TEXT EXTRACT
┄┄┄┄┄┄┄┄┄┄┄┄┄┄┄┄┄┄┄┄

# Woo!



## mrw1986 (Jan 26, 2008)

Just ordered my Antec P182, 2x 320gb WD SATA drives (RAID 0 FTW!), and an LG dvd burner to replace my sheisty external. All thats left is a new mobo, dual video cards, and a hitachi 750gb SATA drive. I haven't decided on the X38/Crossfire or 780i/SLI route yet.


----------



## mrw1986 (Jan 30, 2008)

Update: Just ordered an EVGA 780i board and another 2gb kit of the Transcend AxeRAM I have, its back at Newegg for $49.99 for DDR2-800 2gb kit. Once my federal tax check comes (Estimated Feb. 8) I'm going to order my 2x 8800GT. I'll give you guys status updates on the build once everything is here.

EDIT: Decided on the SLI build, more bang for my buck! Also the Hitachi drive is in limbo right now.

┄┄┄┄┄┄┄┄┄┄┄┄┄┄┄┄┄┄┄┄

DATASET EXCERPTS
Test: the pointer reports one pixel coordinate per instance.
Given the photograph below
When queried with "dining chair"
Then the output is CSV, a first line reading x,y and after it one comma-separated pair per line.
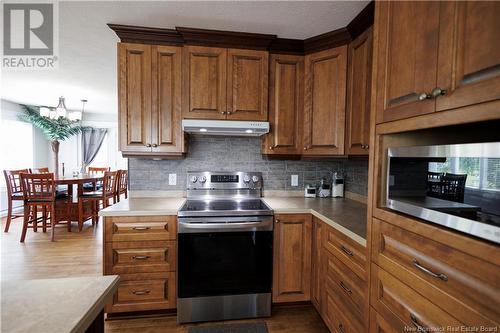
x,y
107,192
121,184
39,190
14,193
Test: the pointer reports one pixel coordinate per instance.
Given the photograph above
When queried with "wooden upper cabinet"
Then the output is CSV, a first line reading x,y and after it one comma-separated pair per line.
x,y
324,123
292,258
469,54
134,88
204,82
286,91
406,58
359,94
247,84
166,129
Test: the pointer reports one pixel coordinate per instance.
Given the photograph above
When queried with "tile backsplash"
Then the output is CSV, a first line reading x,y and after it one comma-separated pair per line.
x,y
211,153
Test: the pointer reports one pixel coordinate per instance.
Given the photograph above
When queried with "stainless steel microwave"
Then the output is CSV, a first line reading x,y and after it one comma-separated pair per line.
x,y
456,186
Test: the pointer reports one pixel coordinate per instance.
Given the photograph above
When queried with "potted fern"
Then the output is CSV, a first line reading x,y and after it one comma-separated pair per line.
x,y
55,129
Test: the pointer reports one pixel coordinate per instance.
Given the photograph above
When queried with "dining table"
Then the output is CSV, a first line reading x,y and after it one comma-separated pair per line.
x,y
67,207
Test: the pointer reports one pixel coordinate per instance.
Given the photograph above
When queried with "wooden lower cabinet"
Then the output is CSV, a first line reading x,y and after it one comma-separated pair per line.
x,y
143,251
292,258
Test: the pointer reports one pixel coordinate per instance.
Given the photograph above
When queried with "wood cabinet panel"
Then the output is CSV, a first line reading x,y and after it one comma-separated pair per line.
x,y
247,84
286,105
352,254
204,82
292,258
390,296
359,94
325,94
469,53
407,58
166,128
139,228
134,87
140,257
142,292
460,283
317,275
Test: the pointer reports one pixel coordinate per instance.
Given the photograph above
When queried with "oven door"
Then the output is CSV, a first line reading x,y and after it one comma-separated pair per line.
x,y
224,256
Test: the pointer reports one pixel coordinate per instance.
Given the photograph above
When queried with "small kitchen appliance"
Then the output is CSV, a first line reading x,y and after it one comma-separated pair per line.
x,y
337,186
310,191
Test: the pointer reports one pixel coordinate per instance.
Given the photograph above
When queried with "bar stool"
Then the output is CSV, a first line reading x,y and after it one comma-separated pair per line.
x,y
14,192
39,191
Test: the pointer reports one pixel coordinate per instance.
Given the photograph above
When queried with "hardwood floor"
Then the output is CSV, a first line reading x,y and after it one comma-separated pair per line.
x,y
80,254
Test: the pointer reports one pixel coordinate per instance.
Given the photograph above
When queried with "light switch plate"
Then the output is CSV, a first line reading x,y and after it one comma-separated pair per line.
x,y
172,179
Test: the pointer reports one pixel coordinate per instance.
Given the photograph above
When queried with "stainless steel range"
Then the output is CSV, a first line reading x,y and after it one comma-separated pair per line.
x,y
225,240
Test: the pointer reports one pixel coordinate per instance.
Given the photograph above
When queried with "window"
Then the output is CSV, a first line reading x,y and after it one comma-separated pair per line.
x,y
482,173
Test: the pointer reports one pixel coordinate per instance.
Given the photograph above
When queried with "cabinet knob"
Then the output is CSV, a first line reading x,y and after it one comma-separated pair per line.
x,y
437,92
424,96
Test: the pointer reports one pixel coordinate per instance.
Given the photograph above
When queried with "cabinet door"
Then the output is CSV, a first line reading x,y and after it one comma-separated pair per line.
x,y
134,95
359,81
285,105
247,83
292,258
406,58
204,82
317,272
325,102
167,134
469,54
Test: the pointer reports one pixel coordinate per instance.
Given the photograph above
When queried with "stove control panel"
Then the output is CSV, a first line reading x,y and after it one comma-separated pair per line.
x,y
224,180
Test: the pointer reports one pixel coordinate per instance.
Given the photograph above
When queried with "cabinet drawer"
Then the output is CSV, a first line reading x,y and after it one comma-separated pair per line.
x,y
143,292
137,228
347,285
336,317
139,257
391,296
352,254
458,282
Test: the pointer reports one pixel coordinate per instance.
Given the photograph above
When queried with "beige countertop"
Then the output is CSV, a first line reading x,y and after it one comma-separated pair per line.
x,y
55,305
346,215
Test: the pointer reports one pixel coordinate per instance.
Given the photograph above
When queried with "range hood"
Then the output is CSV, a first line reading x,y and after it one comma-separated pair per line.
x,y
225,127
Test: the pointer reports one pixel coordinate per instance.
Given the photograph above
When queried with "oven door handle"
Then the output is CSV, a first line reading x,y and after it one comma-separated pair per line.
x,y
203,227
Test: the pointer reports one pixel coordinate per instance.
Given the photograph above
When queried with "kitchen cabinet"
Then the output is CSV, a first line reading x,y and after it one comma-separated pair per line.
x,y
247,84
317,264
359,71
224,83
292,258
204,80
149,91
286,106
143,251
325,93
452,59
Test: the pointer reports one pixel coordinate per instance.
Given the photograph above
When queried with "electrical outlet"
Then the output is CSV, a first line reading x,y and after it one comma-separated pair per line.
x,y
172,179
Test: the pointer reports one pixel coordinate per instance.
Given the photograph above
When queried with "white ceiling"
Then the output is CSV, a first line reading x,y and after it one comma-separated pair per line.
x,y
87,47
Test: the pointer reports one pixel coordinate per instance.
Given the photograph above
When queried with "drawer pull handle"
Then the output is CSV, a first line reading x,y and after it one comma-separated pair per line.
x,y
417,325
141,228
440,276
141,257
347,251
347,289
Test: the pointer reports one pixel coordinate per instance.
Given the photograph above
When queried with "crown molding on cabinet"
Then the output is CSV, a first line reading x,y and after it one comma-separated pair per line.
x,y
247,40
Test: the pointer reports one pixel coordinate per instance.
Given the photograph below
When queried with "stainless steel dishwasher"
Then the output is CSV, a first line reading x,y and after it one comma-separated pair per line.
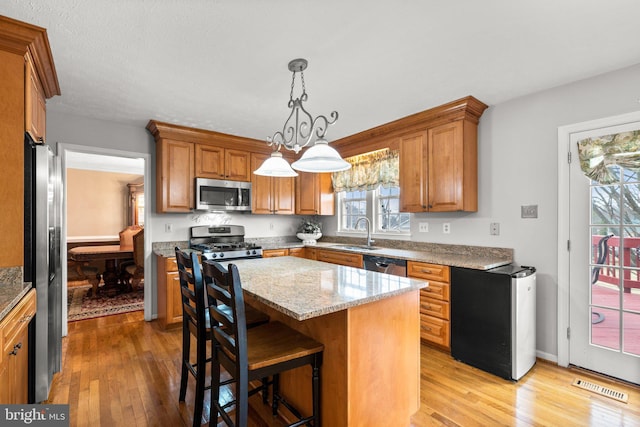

┄┄┄┄┄┄┄┄┄┄┄┄┄┄┄┄┄┄┄┄

WHAT TO WORK ON
[1] In the PC build thread, what price does Newegg list for the DDR2-800 2gb kit?
[2] Carry on the PC build thread from the point where it stops.
The records have nothing to do with the PC build thread.

SOLVED TASKS
[1] $49.99

[2]
----------



## Cold Storm (Jan 30, 2008)

Sweetness m8. I'll be waiting to see how it all goes! wanting to see how both crossfire and sli does now.. 
Good build


----------



## mrw1986 (Jan 31, 2008)

Mods, can I get this moved to the Project Logs forum? I'm going to use this for my new build log.


----------



## Polaris573 (Jan 31, 2008)

Choose a better title in the future.

Forum Guidelines


----------



## mrw1986 (Feb 1, 2008)

Haha thanks for the tip.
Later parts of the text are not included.